» TASK PROMPT
The output should match the data below line for line.
#### DATA SUPPLIED ####
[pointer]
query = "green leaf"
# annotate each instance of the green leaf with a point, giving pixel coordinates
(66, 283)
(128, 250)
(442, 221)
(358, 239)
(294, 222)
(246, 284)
####
» OUTPUT
[pointer]
query = "green leaf"
# annotate each instance of the green leaf with a point, giving pixel coordinates
(66, 283)
(128, 250)
(442, 221)
(358, 239)
(294, 222)
(246, 284)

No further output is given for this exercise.